** SOURCE EXCERPT **
What is today referred to as the Democratic Republican Party did not exist as such under that name.
"The party name which the Jeffersonians used most commonly in self-designation was Republican. Since nearly all Americans professed to be supporters of a republic, Federalists were reluctant to allow their opponents the advantage of this name, preferring to label them as Antifederalists, Jacobins, disorganizers, or, at best, Democrats." (Noble E. Cunningham, Jr., History of U.S. Political Parties Volume I: 1789-1860: From Factions to Parties. Arthur M. Schlesinger, Jr., ed. New York, 1973, Chelsea House Publisher. p. 240.)
"No precise date can be given for the establishment of the Republican party, for it did not spring suddenly into being, and even those leaders most intimately involved in its formation were not fully aware of what they were creating. The beginnings of what in course of time became the Republican party can be found in the Second Congress in the congressional faction that contemporaries referred to as the 'republican interest.' . . . An examination of roll calls during the Second Congress indicates that a voting bloc was forming around Madison in opposition to another bloc that united in support of Hamilton's program. While only about half of the membership of the House could be identified with one or the other of these factions, two such groups had not been observable in the First Congress." (Cunningham, p. 241)

** ACTIONS TO TAKE **
[1] Say whether each statement agrees with the party-name excerpt, answering yes or no and quoting the words that decide it: (a) Federalists labeled their opponents Jacobins. (b) Two voting blocs could be seen in the First Congress. (c) The Jeffersonians most often called themselves Republican.
[2] Repeat the party-name excerpt starting at "What is today" and ending at "Publisher. p. 240.)", renaming "Jeffersonians" to "Madisonians".
The lines after this point come from a separate source.

** EXCERPTED DATA **
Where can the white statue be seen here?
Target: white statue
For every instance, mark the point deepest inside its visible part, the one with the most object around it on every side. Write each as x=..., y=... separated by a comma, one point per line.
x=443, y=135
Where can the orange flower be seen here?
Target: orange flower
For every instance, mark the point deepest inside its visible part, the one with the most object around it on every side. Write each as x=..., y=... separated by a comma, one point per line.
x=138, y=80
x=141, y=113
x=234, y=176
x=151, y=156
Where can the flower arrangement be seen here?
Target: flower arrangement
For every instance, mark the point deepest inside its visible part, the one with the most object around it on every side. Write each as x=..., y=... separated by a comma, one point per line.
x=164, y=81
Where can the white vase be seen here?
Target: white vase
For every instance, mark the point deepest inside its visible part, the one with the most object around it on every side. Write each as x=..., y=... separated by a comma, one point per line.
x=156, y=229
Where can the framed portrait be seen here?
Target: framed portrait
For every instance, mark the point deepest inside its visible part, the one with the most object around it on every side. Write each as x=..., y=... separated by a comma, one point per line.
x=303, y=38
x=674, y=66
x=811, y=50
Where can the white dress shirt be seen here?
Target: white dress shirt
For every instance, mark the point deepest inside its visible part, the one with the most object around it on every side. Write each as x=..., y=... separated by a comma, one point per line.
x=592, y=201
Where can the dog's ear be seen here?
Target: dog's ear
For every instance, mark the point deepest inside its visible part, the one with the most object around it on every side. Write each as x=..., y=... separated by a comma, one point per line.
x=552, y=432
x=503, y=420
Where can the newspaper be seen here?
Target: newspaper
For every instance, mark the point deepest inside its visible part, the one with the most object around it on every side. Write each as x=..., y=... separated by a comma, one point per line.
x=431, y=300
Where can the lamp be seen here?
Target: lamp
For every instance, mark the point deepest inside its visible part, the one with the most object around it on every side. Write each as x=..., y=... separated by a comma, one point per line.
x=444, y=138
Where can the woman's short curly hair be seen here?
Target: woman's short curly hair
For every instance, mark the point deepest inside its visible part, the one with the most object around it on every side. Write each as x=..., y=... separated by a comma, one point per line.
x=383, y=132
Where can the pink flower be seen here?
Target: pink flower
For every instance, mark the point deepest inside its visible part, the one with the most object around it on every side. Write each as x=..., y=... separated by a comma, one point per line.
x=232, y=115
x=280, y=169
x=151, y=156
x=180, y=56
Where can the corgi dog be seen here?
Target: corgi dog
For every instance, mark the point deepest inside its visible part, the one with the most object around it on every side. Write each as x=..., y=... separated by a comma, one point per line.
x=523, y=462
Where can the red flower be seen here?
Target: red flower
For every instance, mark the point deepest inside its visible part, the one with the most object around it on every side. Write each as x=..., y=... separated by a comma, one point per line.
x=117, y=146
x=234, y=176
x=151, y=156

** RESPONSES BY TASK **
[1]
(a) Yes: "preferring to label them as Antifederalists, Jacobins, disorganizers, or, at best, Democrats"
(b) No: "two such groups had not been observable in the First Congress"
(c) Yes: "The party name which the Jeffersonians used most commonly in self-designation was Republican"

[2]
What is today referred to as the Democratic Republican Party did not exist as such under that name.
"The party name which the Madisonians used most commonly in self-designation was Republican. Since nearly all Americans professed to be supporters of a republic, Federalists were reluctant to allow their opponents the advantage of this name, preferring to label them as Antifederalists, Jacobins, disorganizers, or, at best, Democrats." (Noble E. Cunningham, Jr., History of U.S. Political Parties Volume I: 1789-1860: From Factions to Parties. Arthur M. Schlesinger, Jr., ed. New York, 1973, Chelsea House Publisher. p. 240.)